▸ TASK DIRECTIONS
Reproduce the stretch of the listing below from the line containing "Thank you for the photograph above. Please mark the streaked" through the end of the listing, word for word. Leave the pictures out of your copy.

* Start RAW RECORDS *

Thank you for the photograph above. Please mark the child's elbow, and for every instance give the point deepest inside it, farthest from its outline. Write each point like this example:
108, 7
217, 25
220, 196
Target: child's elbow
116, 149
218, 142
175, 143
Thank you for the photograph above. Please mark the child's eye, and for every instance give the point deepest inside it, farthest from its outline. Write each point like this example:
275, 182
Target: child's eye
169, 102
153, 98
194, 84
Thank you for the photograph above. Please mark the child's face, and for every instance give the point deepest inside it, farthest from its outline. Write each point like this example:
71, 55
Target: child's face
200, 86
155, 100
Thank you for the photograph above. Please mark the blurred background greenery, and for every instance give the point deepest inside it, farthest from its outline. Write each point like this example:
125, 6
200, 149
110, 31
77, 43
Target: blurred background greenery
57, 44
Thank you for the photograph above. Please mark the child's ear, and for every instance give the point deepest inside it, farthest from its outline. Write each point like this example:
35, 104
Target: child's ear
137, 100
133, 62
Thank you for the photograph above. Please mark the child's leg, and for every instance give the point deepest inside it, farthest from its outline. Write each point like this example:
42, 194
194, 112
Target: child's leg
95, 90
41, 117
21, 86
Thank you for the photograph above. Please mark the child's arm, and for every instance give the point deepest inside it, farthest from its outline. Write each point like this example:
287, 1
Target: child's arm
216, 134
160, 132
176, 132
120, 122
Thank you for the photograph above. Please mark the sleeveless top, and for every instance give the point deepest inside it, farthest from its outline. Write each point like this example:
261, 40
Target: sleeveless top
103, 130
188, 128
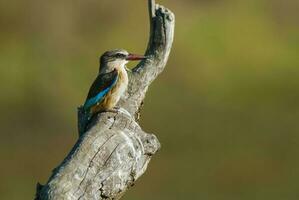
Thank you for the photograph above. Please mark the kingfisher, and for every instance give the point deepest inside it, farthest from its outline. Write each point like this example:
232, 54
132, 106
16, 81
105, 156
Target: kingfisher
111, 82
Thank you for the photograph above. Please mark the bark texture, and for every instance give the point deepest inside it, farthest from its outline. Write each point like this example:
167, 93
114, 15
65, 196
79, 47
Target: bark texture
113, 152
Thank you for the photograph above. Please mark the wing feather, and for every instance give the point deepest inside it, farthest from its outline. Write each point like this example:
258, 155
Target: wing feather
100, 87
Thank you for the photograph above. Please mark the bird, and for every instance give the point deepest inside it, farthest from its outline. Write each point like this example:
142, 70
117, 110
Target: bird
110, 83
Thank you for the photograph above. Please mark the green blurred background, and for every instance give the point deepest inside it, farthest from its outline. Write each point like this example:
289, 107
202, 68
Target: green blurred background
225, 109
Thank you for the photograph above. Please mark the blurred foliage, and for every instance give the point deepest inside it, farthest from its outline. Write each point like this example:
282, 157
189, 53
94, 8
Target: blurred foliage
225, 110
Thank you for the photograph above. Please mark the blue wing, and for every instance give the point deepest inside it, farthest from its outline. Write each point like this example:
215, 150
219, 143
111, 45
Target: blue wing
100, 87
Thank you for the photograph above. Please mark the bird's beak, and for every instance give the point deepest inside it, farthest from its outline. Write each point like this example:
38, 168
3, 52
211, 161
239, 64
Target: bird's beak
131, 57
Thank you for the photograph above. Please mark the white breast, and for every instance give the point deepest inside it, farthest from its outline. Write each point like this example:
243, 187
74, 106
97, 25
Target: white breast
120, 87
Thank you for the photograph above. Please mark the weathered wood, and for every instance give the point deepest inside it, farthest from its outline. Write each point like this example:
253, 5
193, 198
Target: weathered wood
114, 151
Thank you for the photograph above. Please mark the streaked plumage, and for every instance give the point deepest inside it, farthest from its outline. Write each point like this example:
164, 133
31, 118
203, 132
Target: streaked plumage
110, 83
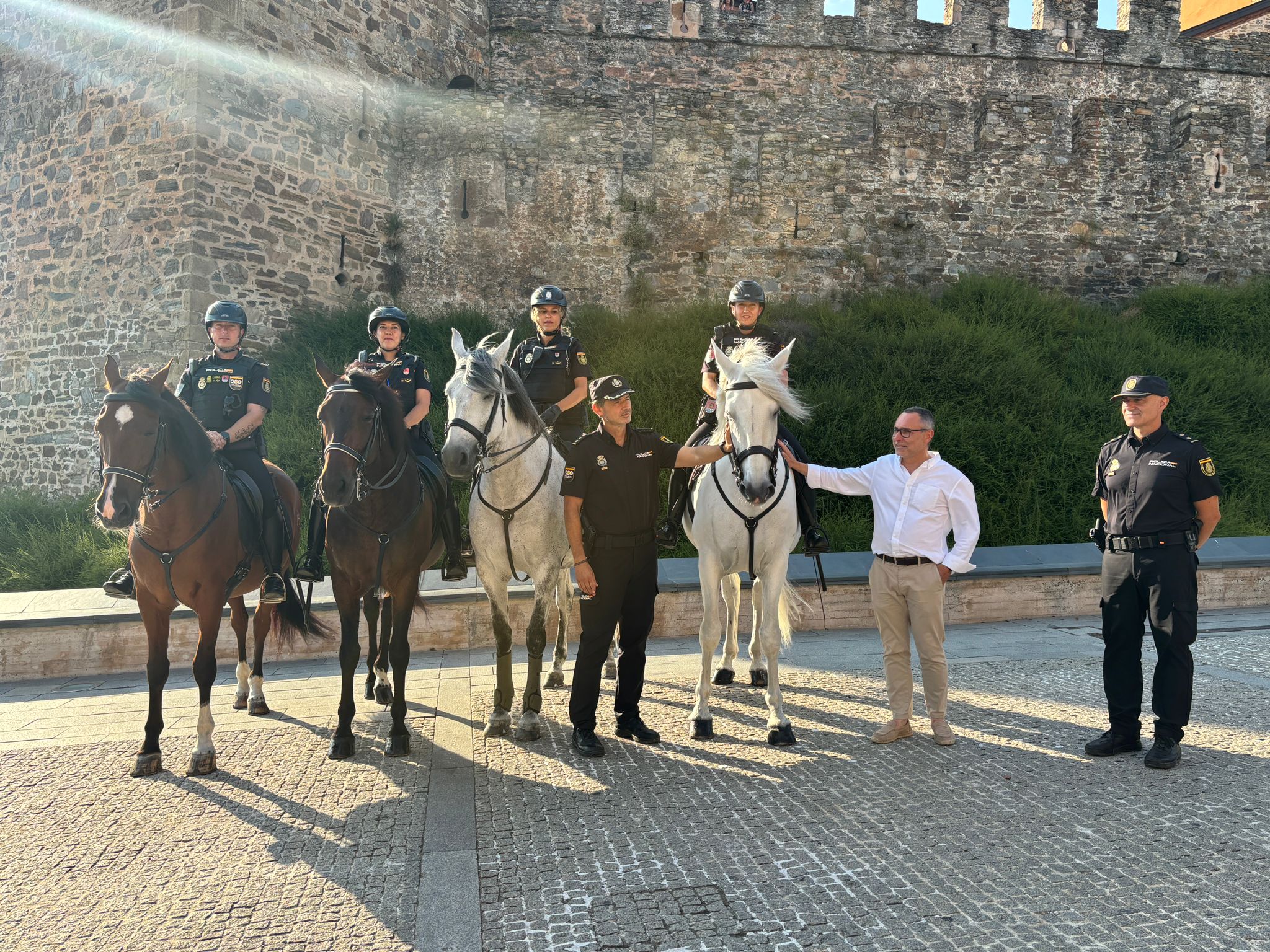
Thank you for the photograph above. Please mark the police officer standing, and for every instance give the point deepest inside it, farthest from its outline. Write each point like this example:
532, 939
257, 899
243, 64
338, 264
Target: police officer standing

* End RAW RECORDS *

▸ RESPONSE
Thank you for the photograph above. Please mark the streaked plumage, and for every instance give the point deepest inside it, farthest from its outline. Write each point like this example:
164, 133
31, 118
203, 132
Target: streaked plumage
110, 83
Thank you for the photograph above. Please mark the police officer standing, and for every instance give the point deepest inside it, farthest from its outline. Write each point like this example:
532, 939
257, 899
243, 64
338, 264
Target: police officer standing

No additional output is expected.